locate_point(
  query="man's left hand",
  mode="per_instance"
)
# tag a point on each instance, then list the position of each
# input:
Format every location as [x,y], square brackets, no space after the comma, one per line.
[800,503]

════════

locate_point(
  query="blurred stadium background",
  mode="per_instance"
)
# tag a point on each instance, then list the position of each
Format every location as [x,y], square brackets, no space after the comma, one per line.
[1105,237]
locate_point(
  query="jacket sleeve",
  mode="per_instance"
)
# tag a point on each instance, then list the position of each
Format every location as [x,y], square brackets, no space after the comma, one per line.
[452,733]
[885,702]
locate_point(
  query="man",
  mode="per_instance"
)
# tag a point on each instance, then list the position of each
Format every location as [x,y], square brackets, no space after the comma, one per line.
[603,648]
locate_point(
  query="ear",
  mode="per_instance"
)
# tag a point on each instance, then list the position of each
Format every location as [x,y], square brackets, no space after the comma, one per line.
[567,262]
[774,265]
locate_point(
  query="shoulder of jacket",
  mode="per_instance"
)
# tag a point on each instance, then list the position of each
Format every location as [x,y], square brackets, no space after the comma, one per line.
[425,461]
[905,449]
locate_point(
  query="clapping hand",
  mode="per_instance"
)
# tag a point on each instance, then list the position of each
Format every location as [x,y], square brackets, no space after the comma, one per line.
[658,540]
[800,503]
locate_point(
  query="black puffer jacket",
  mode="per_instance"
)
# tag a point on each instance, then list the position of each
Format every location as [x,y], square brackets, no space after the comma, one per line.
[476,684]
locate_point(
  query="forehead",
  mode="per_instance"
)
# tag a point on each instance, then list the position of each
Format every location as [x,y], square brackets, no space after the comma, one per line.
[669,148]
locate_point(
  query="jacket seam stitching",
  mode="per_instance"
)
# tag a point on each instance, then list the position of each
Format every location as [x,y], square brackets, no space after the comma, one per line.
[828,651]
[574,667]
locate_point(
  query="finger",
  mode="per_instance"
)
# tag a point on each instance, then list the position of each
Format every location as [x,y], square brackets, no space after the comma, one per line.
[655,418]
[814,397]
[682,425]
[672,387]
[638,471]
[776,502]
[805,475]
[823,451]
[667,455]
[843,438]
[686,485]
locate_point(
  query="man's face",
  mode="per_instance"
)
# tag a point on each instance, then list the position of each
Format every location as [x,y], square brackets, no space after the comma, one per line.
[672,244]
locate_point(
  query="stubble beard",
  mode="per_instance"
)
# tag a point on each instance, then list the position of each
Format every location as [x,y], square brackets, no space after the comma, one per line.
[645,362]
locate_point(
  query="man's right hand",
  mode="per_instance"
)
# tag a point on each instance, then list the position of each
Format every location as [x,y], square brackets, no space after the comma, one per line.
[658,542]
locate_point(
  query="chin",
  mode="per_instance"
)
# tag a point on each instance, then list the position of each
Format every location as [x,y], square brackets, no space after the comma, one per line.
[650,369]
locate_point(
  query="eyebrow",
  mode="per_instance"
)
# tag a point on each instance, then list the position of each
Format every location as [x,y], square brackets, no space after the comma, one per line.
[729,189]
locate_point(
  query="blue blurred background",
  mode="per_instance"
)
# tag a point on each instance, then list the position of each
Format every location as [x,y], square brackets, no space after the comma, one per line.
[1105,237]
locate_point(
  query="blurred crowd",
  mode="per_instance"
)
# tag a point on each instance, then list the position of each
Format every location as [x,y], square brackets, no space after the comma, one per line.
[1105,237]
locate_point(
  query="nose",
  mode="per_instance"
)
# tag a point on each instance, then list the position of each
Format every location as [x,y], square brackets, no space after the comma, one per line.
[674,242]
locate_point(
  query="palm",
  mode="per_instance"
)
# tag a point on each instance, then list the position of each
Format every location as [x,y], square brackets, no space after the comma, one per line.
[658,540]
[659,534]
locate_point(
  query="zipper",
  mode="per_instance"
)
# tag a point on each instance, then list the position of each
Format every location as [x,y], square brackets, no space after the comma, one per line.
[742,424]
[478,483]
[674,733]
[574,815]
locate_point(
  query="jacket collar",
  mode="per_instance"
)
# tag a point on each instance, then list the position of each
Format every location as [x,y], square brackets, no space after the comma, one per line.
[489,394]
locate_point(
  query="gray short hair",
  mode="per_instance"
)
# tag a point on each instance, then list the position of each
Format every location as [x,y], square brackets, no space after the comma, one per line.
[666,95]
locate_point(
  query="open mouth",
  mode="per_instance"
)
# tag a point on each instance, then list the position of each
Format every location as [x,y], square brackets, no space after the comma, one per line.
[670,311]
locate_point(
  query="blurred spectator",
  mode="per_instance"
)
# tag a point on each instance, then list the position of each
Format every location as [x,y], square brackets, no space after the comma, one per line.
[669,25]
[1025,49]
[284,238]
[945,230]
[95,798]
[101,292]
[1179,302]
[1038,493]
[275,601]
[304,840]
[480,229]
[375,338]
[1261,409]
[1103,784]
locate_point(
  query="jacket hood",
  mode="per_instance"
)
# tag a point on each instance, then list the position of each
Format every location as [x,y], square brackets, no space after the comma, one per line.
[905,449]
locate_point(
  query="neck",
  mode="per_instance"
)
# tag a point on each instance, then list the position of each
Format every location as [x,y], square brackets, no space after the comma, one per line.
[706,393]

════════

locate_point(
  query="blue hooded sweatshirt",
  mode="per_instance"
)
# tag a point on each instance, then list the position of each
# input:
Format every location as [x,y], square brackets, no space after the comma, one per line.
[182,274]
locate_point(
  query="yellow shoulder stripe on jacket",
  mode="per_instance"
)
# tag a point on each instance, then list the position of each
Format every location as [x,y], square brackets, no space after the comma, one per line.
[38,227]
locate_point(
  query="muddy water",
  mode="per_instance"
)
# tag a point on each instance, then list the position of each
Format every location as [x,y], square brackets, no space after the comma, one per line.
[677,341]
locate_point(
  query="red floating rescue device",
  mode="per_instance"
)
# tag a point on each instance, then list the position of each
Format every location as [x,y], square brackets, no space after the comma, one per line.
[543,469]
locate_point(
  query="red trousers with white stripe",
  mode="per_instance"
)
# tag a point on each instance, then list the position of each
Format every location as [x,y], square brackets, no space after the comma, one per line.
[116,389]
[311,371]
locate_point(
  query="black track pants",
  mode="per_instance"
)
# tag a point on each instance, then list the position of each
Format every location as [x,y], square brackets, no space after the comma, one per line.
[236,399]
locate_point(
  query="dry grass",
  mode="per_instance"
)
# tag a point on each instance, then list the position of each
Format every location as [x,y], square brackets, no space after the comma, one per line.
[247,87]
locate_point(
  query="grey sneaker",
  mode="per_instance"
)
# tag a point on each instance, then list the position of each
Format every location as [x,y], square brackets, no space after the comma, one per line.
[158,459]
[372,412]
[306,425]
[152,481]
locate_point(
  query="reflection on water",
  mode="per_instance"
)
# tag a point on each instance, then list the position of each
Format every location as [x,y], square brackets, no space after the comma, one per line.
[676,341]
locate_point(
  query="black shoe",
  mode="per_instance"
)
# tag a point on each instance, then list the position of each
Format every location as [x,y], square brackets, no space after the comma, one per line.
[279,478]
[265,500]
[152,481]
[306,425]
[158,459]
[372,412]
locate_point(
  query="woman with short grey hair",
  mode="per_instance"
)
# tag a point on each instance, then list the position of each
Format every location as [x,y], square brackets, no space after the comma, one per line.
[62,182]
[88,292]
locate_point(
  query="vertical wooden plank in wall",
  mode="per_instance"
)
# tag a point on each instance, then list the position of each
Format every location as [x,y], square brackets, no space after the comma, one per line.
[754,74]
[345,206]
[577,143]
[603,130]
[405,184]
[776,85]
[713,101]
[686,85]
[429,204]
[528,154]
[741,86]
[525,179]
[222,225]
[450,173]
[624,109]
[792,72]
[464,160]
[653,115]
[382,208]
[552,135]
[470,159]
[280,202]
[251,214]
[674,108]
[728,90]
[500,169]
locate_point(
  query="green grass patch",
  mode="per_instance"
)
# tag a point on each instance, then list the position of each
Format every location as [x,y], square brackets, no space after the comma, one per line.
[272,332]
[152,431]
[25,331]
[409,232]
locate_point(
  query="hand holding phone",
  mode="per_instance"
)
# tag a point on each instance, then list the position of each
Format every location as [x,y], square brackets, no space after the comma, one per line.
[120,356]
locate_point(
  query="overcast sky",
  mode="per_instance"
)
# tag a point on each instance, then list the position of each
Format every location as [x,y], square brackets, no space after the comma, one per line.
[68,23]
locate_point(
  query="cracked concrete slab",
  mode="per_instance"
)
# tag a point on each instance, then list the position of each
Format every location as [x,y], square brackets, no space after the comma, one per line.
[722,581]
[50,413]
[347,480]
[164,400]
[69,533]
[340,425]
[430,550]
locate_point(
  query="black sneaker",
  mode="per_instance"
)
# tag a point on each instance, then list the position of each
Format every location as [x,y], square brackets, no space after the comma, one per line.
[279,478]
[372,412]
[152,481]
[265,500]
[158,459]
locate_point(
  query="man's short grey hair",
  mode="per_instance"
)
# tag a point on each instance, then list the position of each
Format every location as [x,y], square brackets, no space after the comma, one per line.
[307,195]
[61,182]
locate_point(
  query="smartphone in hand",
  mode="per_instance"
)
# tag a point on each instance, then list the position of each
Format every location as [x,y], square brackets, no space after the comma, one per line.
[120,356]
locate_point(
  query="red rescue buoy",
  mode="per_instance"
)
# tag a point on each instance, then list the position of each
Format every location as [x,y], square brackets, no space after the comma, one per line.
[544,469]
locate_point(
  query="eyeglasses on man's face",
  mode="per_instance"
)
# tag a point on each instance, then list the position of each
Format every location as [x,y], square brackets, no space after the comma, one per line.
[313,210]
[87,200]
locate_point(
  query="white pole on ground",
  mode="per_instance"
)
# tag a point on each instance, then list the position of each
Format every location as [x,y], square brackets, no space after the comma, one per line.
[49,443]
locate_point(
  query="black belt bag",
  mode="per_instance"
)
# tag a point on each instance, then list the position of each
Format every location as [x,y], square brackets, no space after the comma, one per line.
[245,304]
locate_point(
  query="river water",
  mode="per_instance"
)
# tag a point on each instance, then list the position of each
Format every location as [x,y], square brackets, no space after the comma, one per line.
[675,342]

════════

Directions:
How many lines in the entries above contain the string "white", matching case exactly? Give only the number.

Full solution:
2